WHAT NEEDS TO BE DONE
Everything from the line that contains "Could you point at the cookie top" through the last line of the listing must be copied exactly, with both of those lines included and no others.

RECORDED INFORMATION

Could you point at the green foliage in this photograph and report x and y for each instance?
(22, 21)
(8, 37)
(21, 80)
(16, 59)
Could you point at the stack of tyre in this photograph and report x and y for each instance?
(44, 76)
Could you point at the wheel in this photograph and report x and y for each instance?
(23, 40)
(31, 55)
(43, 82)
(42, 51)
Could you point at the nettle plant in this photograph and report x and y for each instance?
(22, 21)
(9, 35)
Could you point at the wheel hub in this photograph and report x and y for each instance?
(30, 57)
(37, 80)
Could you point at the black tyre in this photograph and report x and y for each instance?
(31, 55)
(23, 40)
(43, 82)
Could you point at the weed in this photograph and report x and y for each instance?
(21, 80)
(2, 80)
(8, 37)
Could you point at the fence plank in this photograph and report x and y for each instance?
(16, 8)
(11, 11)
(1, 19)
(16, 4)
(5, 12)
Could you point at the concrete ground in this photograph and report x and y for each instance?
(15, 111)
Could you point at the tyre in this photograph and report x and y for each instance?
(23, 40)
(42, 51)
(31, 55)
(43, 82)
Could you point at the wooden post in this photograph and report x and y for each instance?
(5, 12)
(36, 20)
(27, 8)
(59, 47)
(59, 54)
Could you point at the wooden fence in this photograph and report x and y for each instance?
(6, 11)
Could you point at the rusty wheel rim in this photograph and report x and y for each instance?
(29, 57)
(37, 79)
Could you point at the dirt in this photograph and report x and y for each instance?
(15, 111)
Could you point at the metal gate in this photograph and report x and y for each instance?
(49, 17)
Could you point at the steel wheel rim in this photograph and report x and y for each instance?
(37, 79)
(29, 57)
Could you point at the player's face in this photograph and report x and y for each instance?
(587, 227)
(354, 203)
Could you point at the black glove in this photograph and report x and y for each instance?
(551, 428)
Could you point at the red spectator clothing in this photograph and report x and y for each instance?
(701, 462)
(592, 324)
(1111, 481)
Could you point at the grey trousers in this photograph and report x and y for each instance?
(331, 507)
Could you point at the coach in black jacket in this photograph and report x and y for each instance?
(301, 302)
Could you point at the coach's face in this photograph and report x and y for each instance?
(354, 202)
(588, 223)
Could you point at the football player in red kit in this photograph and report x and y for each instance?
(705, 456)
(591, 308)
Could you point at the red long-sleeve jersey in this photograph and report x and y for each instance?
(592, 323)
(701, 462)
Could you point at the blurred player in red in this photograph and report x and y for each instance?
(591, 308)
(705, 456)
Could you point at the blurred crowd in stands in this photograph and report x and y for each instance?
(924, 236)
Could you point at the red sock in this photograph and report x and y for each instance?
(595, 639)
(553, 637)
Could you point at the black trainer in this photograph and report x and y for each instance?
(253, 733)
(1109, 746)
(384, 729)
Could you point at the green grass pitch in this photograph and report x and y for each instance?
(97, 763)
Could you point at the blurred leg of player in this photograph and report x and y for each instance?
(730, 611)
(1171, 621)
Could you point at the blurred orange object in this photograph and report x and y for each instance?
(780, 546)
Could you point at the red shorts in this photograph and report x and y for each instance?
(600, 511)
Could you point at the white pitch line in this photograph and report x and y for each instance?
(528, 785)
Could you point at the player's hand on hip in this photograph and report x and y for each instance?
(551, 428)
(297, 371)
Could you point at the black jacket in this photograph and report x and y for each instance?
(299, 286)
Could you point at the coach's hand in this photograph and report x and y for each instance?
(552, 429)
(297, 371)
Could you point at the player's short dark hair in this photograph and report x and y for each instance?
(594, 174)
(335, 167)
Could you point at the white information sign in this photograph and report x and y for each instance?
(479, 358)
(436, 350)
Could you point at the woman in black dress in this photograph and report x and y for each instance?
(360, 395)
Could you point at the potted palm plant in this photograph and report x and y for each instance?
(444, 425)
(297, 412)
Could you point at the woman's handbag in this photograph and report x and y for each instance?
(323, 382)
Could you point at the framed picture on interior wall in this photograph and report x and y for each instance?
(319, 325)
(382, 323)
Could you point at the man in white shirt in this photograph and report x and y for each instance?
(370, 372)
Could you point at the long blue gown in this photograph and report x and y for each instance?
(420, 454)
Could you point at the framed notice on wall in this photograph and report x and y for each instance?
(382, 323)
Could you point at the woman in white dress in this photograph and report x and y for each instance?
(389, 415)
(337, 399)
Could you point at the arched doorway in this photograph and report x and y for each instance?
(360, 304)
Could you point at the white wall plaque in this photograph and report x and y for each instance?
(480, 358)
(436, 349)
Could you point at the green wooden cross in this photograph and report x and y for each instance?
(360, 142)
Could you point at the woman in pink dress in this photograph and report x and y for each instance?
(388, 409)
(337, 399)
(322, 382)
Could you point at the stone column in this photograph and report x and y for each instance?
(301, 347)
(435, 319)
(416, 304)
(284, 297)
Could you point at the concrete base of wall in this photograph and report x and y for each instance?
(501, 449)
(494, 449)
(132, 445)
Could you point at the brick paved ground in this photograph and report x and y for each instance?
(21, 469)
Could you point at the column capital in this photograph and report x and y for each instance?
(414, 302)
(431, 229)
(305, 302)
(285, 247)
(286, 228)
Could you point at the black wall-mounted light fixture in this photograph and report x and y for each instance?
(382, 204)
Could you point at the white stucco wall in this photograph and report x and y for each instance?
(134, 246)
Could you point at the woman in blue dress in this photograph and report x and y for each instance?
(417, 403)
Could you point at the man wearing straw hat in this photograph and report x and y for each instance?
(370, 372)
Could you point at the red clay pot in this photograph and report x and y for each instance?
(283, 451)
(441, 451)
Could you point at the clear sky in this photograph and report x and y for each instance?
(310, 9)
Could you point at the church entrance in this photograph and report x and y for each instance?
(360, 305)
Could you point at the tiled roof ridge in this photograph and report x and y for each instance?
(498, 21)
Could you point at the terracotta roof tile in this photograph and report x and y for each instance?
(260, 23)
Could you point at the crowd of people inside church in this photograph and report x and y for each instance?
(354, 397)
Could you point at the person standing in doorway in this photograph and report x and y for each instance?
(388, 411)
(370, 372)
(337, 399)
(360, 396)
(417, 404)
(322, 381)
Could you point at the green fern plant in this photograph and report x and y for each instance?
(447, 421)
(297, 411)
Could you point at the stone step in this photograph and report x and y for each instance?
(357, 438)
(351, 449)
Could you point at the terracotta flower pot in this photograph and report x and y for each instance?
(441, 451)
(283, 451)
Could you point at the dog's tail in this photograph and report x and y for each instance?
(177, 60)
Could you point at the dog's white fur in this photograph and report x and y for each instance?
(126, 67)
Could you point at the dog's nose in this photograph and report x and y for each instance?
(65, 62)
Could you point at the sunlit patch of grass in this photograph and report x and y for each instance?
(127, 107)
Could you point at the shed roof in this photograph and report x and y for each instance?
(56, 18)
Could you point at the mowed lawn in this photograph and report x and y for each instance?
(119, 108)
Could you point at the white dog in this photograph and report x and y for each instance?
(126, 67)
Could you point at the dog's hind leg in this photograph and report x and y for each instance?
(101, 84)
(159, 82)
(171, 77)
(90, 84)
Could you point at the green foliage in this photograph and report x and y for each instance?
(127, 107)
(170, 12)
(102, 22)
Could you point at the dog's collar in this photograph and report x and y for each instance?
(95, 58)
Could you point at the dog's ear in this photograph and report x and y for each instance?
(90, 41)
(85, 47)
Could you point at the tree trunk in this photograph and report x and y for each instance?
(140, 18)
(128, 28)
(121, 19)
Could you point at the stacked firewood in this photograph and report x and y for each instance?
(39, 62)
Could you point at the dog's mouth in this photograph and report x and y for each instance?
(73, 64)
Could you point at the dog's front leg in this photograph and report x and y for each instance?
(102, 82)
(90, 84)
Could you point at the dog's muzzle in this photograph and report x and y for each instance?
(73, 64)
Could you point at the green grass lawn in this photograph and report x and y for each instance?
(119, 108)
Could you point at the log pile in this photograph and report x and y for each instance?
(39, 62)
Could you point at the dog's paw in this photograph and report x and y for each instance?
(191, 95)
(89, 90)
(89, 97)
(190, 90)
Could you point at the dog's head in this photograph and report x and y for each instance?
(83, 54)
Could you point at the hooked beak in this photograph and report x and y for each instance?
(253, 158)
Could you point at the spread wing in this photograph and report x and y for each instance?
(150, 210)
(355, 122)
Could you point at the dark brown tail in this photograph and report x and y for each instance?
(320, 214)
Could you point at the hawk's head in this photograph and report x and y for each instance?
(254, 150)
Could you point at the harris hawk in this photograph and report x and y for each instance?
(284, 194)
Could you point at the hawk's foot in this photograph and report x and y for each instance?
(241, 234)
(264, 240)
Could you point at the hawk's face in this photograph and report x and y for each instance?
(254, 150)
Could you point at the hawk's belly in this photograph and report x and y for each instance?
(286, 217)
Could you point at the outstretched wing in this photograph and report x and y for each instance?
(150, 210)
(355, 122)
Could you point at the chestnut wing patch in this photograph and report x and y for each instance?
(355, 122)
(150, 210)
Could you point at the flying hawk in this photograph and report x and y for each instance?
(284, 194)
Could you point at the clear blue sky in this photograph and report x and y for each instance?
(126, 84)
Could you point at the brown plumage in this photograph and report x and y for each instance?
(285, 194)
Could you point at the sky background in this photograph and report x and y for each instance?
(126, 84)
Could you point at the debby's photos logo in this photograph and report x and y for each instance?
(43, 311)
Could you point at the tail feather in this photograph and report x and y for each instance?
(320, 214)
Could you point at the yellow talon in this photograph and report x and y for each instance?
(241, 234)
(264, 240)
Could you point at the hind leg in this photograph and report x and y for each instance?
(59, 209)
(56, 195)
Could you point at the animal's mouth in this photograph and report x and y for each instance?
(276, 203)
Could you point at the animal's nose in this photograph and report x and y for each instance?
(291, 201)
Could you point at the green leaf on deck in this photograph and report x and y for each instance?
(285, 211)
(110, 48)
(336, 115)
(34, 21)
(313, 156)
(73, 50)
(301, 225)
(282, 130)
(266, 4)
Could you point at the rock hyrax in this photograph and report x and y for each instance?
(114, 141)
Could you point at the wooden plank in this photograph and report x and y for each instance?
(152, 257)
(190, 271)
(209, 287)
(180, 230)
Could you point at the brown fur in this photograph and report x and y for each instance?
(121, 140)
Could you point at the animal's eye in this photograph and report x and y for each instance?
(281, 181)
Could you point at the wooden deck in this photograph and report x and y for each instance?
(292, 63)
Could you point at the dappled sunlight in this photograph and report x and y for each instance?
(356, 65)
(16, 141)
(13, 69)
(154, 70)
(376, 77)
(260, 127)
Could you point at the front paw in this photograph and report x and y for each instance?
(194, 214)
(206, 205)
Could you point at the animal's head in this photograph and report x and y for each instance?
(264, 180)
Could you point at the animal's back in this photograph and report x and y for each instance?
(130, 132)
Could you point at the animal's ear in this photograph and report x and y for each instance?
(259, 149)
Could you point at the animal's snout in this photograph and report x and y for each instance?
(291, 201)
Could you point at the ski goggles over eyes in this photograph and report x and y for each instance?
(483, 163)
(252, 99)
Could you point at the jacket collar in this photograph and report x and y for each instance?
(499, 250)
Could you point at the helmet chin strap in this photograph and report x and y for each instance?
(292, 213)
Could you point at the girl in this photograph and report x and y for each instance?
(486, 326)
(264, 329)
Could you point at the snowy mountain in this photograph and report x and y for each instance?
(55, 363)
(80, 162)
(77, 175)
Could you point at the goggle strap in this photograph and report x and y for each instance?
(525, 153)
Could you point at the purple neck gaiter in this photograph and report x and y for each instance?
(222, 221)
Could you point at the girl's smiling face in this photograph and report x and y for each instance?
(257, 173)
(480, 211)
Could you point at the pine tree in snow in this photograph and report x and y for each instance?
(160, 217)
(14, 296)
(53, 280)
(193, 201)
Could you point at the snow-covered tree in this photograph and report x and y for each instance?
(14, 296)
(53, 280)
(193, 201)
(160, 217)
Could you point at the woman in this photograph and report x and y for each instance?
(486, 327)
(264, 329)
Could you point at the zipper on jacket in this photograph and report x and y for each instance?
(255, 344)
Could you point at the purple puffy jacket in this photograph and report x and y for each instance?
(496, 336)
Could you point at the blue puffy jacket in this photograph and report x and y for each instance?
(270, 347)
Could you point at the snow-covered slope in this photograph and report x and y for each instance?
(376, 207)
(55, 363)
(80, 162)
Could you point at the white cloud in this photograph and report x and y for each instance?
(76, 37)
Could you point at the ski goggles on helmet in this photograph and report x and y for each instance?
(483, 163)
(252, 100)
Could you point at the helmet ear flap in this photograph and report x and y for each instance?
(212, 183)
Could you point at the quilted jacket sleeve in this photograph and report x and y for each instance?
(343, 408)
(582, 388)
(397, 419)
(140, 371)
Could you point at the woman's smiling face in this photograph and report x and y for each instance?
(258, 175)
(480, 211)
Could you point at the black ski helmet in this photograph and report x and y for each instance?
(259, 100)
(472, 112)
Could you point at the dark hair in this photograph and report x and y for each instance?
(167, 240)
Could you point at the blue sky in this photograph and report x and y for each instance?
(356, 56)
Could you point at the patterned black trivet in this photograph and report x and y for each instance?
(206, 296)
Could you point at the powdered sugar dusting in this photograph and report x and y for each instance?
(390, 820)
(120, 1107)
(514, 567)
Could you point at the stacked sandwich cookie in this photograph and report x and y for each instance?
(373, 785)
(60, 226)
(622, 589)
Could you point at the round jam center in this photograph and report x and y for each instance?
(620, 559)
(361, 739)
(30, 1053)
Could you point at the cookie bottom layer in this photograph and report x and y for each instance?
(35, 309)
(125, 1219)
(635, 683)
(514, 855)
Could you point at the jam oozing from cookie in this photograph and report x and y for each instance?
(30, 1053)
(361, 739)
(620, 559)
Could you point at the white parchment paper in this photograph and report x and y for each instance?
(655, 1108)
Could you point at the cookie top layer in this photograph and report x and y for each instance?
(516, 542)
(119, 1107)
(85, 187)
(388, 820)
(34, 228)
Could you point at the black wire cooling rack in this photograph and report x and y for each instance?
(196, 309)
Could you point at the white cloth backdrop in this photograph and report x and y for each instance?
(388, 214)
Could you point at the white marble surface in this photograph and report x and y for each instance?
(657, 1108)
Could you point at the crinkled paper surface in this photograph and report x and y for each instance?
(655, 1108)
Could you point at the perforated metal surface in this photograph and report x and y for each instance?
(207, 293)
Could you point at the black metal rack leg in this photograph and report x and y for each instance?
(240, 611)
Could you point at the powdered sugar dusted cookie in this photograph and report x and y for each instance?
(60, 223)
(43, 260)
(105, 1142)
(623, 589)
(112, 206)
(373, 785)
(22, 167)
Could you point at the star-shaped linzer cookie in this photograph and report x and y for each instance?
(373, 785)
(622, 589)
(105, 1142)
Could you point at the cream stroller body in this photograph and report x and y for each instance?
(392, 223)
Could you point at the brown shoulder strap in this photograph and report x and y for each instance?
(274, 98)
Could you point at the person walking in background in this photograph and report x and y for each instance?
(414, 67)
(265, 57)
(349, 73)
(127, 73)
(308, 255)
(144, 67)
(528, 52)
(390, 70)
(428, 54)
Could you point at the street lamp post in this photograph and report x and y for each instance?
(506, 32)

RESPONSE TO THE TASK
Could you point at the cookie top layer in this photograph and report x and y for each instance?
(516, 542)
(119, 1107)
(85, 187)
(388, 820)
(34, 228)
Could you point at the black wire cooling rack in this photograph and report x and y for each instance?
(196, 309)
Could you point at the white cloth backdrop in this photograph and report x and y for each instance?
(388, 214)
Could you point at the white marble surface in this photograph and report x and y for each instance?
(657, 1108)
Could you point at the crinkled paper surface in this photograph and report x and y for each instance?
(655, 1108)
Could you point at the perforated metal surface in this photograph and report x and y for each instance?
(207, 293)
Could you point at the black metal rack leg in this photograph and report x and y for each instance?
(240, 611)
Could you point at the powdered sugar dusted cookie in this photograph and report x and y for each instance?
(60, 223)
(43, 260)
(105, 1142)
(623, 589)
(112, 206)
(373, 785)
(22, 167)
Could you point at the star-shaped linzer cookie in this photograph and report x and y for each instance?
(373, 785)
(622, 589)
(105, 1142)
Could you point at the cream stroller body in this photograph and report x and y for each instance?
(392, 223)
Could you point at the brown shoulder strap in this photograph and report x and y for each instance?
(274, 98)
Could you point at the person walking in background in this photograph and report x and y for each instance?
(414, 67)
(265, 57)
(349, 73)
(127, 73)
(308, 255)
(144, 67)
(528, 52)
(390, 70)
(428, 54)
Could you point at the street lamp post in this photograph and report x and y for each instance?
(506, 32)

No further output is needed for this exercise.